▶ [Records drawn from a dataset]:
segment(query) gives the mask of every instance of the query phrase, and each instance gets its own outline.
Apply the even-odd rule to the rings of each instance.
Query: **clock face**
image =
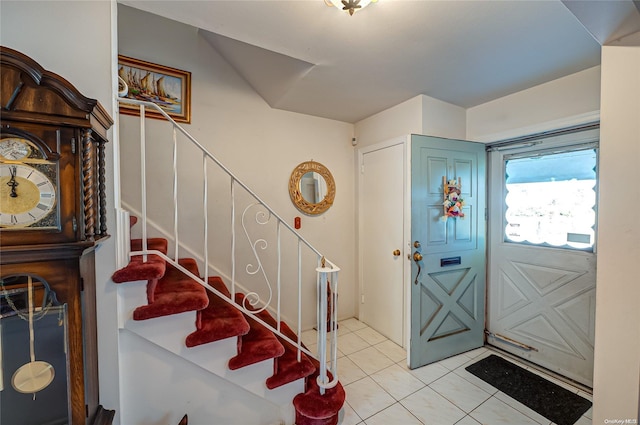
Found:
[[[57,228],[52,164],[0,163],[0,227]]]

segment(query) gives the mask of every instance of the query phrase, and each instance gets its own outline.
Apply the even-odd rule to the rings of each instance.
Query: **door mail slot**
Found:
[[[462,260],[460,259],[460,257],[441,258],[440,267],[457,266],[460,265],[461,262]]]

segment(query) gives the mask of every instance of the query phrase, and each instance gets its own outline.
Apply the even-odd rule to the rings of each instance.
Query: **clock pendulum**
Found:
[[[36,393],[51,384],[55,376],[55,370],[50,363],[36,360],[33,332],[33,313],[35,307],[33,305],[33,281],[31,276],[28,278],[27,292],[29,299],[29,353],[31,359],[15,371],[11,378],[11,385],[19,393],[33,394],[33,399],[35,400]]]

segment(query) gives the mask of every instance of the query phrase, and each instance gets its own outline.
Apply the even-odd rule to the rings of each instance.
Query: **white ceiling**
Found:
[[[601,43],[640,29],[632,0],[119,3],[200,28],[272,107],[346,122],[419,94],[479,105],[599,65]]]

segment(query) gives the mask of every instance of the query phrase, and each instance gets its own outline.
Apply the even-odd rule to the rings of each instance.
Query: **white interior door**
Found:
[[[404,346],[404,139],[360,153],[359,317]]]
[[[592,130],[489,157],[488,342],[587,386],[597,140]]]

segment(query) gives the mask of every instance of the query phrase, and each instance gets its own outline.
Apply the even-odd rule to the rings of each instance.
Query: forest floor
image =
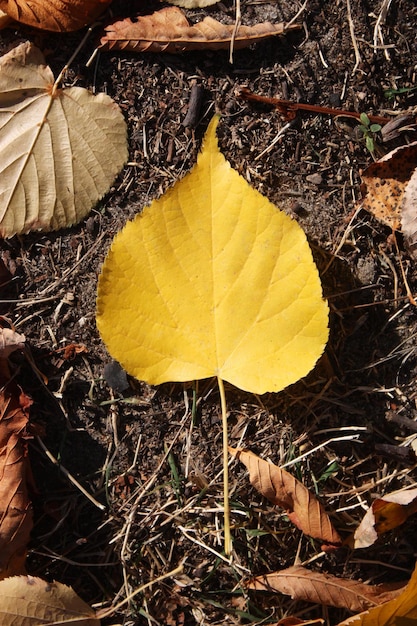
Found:
[[[300,6],[243,0],[242,21],[287,22]],[[143,0],[111,6],[117,16],[155,8]],[[413,293],[417,270],[401,235],[397,250],[391,230],[359,208],[360,172],[372,162],[363,133],[349,118],[299,112],[272,144],[286,121],[273,107],[238,95],[245,86],[368,115],[415,114],[416,91],[400,90],[416,87],[417,6],[392,0],[379,20],[383,41],[380,11],[380,0],[308,0],[300,31],[235,52],[232,65],[222,51],[107,52],[87,68],[93,34],[67,74],[66,84],[105,91],[120,105],[129,163],[78,226],[1,242],[14,276],[1,313],[25,334],[48,379],[43,384],[30,363],[19,364],[18,382],[34,399],[32,420],[45,446],[104,506],[33,441],[35,526],[27,567],[105,605],[185,560],[183,574],[148,588],[104,624],[272,624],[297,615],[334,625],[348,613],[248,594],[241,581],[294,563],[372,583],[407,579],[414,568],[415,516],[370,548],[325,554],[251,487],[237,462],[230,466],[234,557],[231,564],[222,559],[216,382],[152,388],[128,378],[117,391],[124,385],[115,381],[114,365],[106,368],[112,359],[95,325],[97,279],[113,237],[192,167],[217,111],[223,154],[307,233],[331,310],[325,355],[305,379],[262,397],[227,387],[231,445],[277,464],[303,455],[288,469],[319,495],[343,537],[375,497],[415,484],[412,433],[389,418],[417,416],[417,309],[401,264]],[[229,1],[189,17],[207,14],[234,21]],[[0,33],[0,52],[29,39],[57,74],[83,35],[8,29]],[[204,97],[189,129],[182,122],[195,83]],[[406,141],[412,132],[394,143],[375,137],[381,153]],[[69,344],[85,351],[64,358],[59,350]]]

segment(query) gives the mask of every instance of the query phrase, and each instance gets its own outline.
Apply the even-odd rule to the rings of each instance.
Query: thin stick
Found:
[[[233,28],[233,33],[230,38],[230,52],[229,52],[229,63],[233,65],[233,50],[235,47],[235,41],[237,37],[237,31],[239,30],[240,24],[242,21],[242,13],[240,9],[240,0],[236,0],[236,14],[235,14],[235,26]]]
[[[220,404],[222,407],[222,426],[223,426],[223,499],[224,499],[224,552],[226,556],[232,553],[232,537],[230,535],[230,503],[229,503],[229,451],[227,438],[227,413],[226,413],[226,394],[224,392],[223,381],[217,377],[219,385]]]
[[[348,22],[349,22],[350,38],[352,39],[352,45],[355,51],[355,65],[352,70],[352,76],[353,76],[356,73],[356,70],[358,69],[359,65],[362,63],[362,57],[361,57],[361,53],[359,52],[358,44],[356,41],[355,26],[353,24],[353,19],[352,19],[352,10],[350,6],[350,0],[346,0],[346,9],[347,9]]]

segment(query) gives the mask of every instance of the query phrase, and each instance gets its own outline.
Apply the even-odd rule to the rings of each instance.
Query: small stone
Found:
[[[321,174],[309,174],[306,176],[306,181],[313,185],[321,185],[323,182],[323,176]]]

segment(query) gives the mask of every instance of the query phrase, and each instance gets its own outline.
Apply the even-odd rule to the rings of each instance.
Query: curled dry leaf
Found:
[[[0,393],[0,579],[25,571],[32,529],[28,496],[30,466],[27,424],[32,401],[13,382],[1,380]],[[1,597],[1,593],[0,593]],[[0,623],[6,622],[0,620]]]
[[[241,448],[229,448],[249,470],[252,485],[273,504],[285,509],[291,522],[306,535],[324,542],[323,550],[341,545],[324,507],[294,476],[256,454]]]
[[[256,591],[284,593],[293,600],[334,606],[357,613],[397,597],[404,584],[365,585],[356,580],[313,572],[300,565],[257,576],[246,582],[245,587]]]
[[[404,524],[417,512],[417,489],[401,490],[374,500],[355,531],[354,548],[367,548],[383,533]]]
[[[0,582],[1,626],[100,626],[95,612],[70,587],[32,576]]]
[[[364,209],[394,230],[401,227],[406,188],[417,167],[417,142],[396,148],[362,172]]]
[[[417,567],[402,592],[389,602],[349,617],[337,626],[412,626],[417,623]]]
[[[24,335],[11,328],[0,328],[0,359],[7,359],[15,350],[21,350],[24,343]]]
[[[111,0],[0,0],[0,10],[34,28],[67,32],[91,24]]]
[[[263,22],[255,26],[240,26],[234,39],[234,48],[246,48],[266,37],[284,35],[287,30],[299,29],[292,24]],[[221,24],[212,17],[190,25],[177,7],[138,17],[137,21],[125,19],[106,28],[101,38],[104,50],[130,50],[133,52],[185,52],[186,50],[229,49],[234,24]]]
[[[0,59],[2,237],[79,222],[126,160],[126,124],[109,96],[55,90],[29,42]]]

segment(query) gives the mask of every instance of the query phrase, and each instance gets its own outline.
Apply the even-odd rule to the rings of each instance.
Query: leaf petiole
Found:
[[[226,394],[224,392],[223,380],[217,377],[217,384],[220,393],[220,405],[222,408],[223,427],[223,499],[224,499],[224,552],[226,556],[232,553],[232,537],[230,535],[230,502],[229,502],[229,452],[227,438],[227,412]]]

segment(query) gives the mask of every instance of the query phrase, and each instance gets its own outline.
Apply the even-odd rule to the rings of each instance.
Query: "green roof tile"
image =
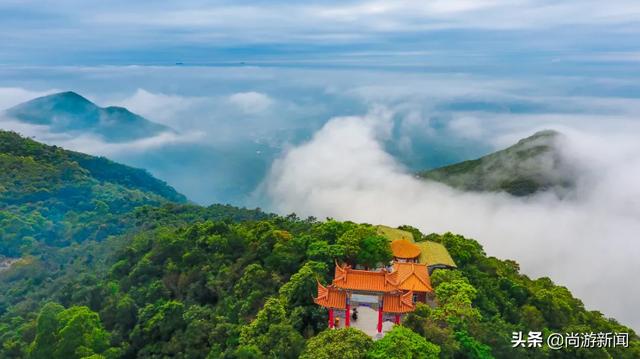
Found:
[[[409,242],[415,242],[415,240],[413,239],[413,234],[411,232],[383,225],[376,226],[376,229],[378,231],[378,234],[387,237],[390,241],[395,241],[396,239],[406,239]]]
[[[420,263],[427,266],[433,265],[445,265],[449,267],[457,267],[456,262],[453,261],[449,251],[440,243],[425,241],[417,242],[416,245],[420,247]]]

▶ [Work to complete]: Output each record exactly as it appears, but not the pictures.

▶ [Written answer]:
segment(query) gives the mask of every instance of the query phrase, and each instance gets its own outline.
Apply the even-odd rule to the rings of each instance.
Query: **clock face**
image =
Found:
[[[57,228],[52,164],[0,163],[0,227]]]

segment(query) gives the mask of every instance of the query phrase, and each instance gets its own outline.
Apply the even-odd rule to the rings of each instance.
Query: **door mail slot**
Found:
[[[462,260],[460,259],[460,257],[441,258],[440,267],[457,266],[460,265],[461,262]]]

segment(query) gives the mask of every instance of the query phrase, and each instance gets its own outline.
Apply the even-odd rule to the rings of each instance.
Query: **clock pendulum**
Found:
[[[36,393],[51,384],[55,376],[55,370],[50,363],[36,360],[33,332],[33,313],[35,307],[33,305],[33,281],[31,276],[28,278],[27,292],[29,299],[29,353],[31,359],[15,371],[11,378],[11,385],[19,393],[33,394],[33,399],[35,400]]]

segment(query) gives the mask of every instance of the query phrase, and each instance gets its own outline.
Apply the even-odd rule to the rings of each instance.
Query: **white ceiling**
Found:
[[[601,43],[640,29],[632,0],[119,3],[200,28],[272,107],[346,122],[419,94],[479,105],[599,65]]]

segment(query) gives the mask of every instance of the query phrase, and each instance gets its own outline.
Apply the even-odd rule to the rings of each instance.
Query: **white interior door**
Found:
[[[404,346],[404,139],[360,153],[359,317]]]
[[[592,130],[489,157],[488,342],[587,386],[597,140]]]

segment(query) gives the mask of every instance of the query phrase, and each instance gets its own outline.
Apply the even-odd rule to the rings of each instance.
Query: forest floor
image =
Found:
[[[300,6],[243,0],[242,21],[287,22]],[[143,0],[111,6],[117,16],[155,8]],[[413,293],[417,270],[401,235],[397,250],[391,230],[359,208],[360,172],[372,162],[363,133],[349,118],[299,112],[272,144],[286,121],[273,107],[238,95],[245,86],[368,115],[415,114],[416,91],[400,90],[416,87],[417,6],[392,0],[379,20],[383,41],[380,11],[380,0],[308,0],[300,31],[235,52],[232,65],[222,51],[107,52],[87,68],[93,34],[67,74],[66,84],[105,91],[120,105],[129,163],[78,226],[1,242],[14,276],[1,313],[25,334],[48,379],[43,384],[30,363],[19,364],[18,382],[34,399],[32,420],[45,446],[104,506],[33,441],[35,526],[27,567],[105,605],[185,560],[183,574],[148,588],[104,624],[272,624],[297,615],[334,625],[348,613],[248,594],[241,581],[294,563],[372,583],[407,579],[414,568],[415,516],[370,548],[325,554],[251,487],[237,462],[230,466],[234,557],[231,564],[222,559],[216,382],[152,388],[128,378],[117,391],[124,385],[115,381],[114,365],[106,368],[112,359],[95,325],[97,279],[113,237],[192,167],[217,111],[223,154],[307,233],[331,310],[325,355],[305,379],[262,397],[227,387],[231,445],[277,464],[303,455],[288,469],[319,495],[343,537],[375,497],[415,484],[412,433],[389,418],[417,416],[417,309],[401,264]],[[229,1],[189,17],[207,14],[234,21]],[[0,33],[0,52],[29,39],[57,74],[83,35],[8,29]],[[204,97],[189,129],[182,122],[195,83]],[[406,141],[412,132],[394,143],[375,137],[381,153]],[[69,344],[85,351],[64,358],[59,350]]]

segment(query) gives the mask of every instance of the query phrase, and each instance gets its own outline.
Apply the even-odd rule to the rings of each instance.
Query: thin stick
Found:
[[[233,28],[233,33],[230,38],[230,52],[229,52],[229,63],[233,65],[233,50],[235,47],[235,41],[237,37],[237,31],[239,30],[240,24],[242,21],[242,13],[240,9],[240,0],[236,0],[236,14],[235,14],[235,26]]]
[[[220,404],[222,407],[222,426],[223,426],[223,499],[224,499],[224,552],[226,556],[232,553],[232,537],[230,535],[230,503],[229,503],[229,451],[227,438],[227,413],[226,413],[226,394],[224,392],[223,381],[217,377],[219,385]]]
[[[348,22],[349,22],[350,38],[352,39],[352,45],[355,51],[355,65],[352,70],[352,76],[353,76],[356,73],[356,70],[358,69],[359,65],[362,63],[362,57],[361,57],[361,53],[359,52],[358,44],[356,41],[355,26],[353,24],[353,19],[352,19],[352,10],[350,6],[350,0],[346,0],[346,9],[347,9]]]

segment(query) gives the mask of every instance of the query phrase, and each instance gets its own outline.
Apply the even-odd rule to the rings of each instance.
Query: small stone
Found:
[[[321,174],[309,174],[306,176],[306,181],[313,185],[321,185],[323,182],[323,176]]]

segment(query) gives the mask of every instance of the query phrase, and each instance gets its own outline.
Apply the even-odd rule to the rings of each instance.
Query: curled dry leaf
Found:
[[[0,393],[0,579],[25,571],[32,529],[28,496],[30,466],[27,424],[32,401],[13,382],[1,380]],[[1,597],[1,593],[0,593]],[[0,623],[6,622],[0,620]]]
[[[241,448],[229,448],[249,470],[252,485],[273,504],[285,509],[291,522],[306,535],[324,542],[323,550],[341,545],[324,507],[294,476],[256,454]]]
[[[256,591],[284,593],[293,600],[334,606],[357,613],[397,597],[404,584],[365,585],[356,580],[313,572],[300,565],[257,576],[246,582],[245,587]]]
[[[404,524],[417,512],[417,489],[401,490],[374,500],[355,531],[354,548],[367,548],[383,533]]]
[[[0,582],[1,626],[100,626],[95,612],[70,587],[32,576]]]
[[[364,209],[394,230],[401,227],[406,188],[417,167],[417,142],[396,148],[362,172]]]
[[[417,567],[402,592],[389,602],[349,617],[337,626],[412,626],[417,623]]]
[[[24,335],[11,328],[0,328],[0,359],[7,359],[15,350],[21,350],[24,343]]]
[[[111,0],[0,0],[0,10],[34,28],[67,32],[91,24]]]
[[[263,22],[255,26],[240,26],[234,39],[234,48],[246,48],[266,37],[284,35],[287,30],[299,29],[292,24]],[[221,24],[212,17],[190,25],[177,7],[138,17],[137,21],[125,19],[106,28],[101,38],[104,50],[130,50],[133,52],[185,52],[186,50],[229,49],[234,24]]]
[[[0,59],[2,237],[79,222],[126,160],[126,124],[109,96],[55,90],[29,42]]]

segment(query) gives the mask of every instance of the query phrase, and each instance gets its own outline.
Apply the even-odd rule to the rings of each instance.
Query: leaf petiole
Found:
[[[226,394],[224,392],[223,380],[217,377],[217,384],[220,393],[220,405],[222,408],[223,427],[223,499],[224,499],[224,552],[226,556],[232,553],[232,537],[230,535],[230,502],[229,502],[229,452],[227,438],[227,412]]]

segment(query) gives the mask of every instance of the query phrase, and each instance gets its own outline.
Apply the even-odd rule to the rings of each instance.
Query: "green roof tile"
image =
Found:
[[[409,242],[415,242],[415,240],[413,239],[413,234],[411,232],[383,225],[376,226],[376,229],[378,231],[378,234],[387,237],[390,241],[395,241],[396,239],[406,239]]]
[[[420,263],[427,266],[433,265],[445,265],[449,267],[457,267],[456,262],[453,261],[449,251],[440,243],[425,241],[417,242],[416,245],[420,247]]]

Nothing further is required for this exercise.